**Problem description**
The sole answer should be the number of lines in the material below that hold "grassy".

**Records for the exercise**
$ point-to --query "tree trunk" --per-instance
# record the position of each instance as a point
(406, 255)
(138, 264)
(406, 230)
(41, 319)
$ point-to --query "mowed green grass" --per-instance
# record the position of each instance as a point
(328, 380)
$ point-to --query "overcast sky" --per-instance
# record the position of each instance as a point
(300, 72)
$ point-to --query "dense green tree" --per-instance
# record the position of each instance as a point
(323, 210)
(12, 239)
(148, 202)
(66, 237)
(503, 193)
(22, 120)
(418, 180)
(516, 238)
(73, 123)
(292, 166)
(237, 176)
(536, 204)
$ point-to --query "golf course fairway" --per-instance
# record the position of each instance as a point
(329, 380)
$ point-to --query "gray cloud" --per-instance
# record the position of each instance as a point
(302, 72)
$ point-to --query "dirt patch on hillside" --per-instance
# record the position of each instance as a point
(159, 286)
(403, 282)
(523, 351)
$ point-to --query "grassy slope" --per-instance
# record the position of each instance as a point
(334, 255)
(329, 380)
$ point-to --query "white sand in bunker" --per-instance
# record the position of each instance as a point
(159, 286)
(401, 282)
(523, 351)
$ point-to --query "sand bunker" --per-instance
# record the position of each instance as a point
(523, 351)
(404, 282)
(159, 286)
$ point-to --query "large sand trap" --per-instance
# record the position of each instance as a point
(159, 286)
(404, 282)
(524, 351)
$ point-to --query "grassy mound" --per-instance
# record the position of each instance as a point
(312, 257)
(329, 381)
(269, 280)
* * *
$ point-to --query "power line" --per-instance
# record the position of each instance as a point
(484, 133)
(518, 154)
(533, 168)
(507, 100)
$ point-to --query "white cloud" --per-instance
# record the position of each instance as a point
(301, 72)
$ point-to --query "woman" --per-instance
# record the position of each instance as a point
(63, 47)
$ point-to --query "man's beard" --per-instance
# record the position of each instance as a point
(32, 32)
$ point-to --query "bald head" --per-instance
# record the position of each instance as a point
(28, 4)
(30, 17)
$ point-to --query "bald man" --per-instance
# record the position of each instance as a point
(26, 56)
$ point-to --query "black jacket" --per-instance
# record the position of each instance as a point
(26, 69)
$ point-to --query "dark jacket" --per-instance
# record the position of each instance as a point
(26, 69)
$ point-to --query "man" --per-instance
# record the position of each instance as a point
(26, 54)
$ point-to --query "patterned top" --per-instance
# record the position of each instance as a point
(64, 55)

**Answer for the task**
2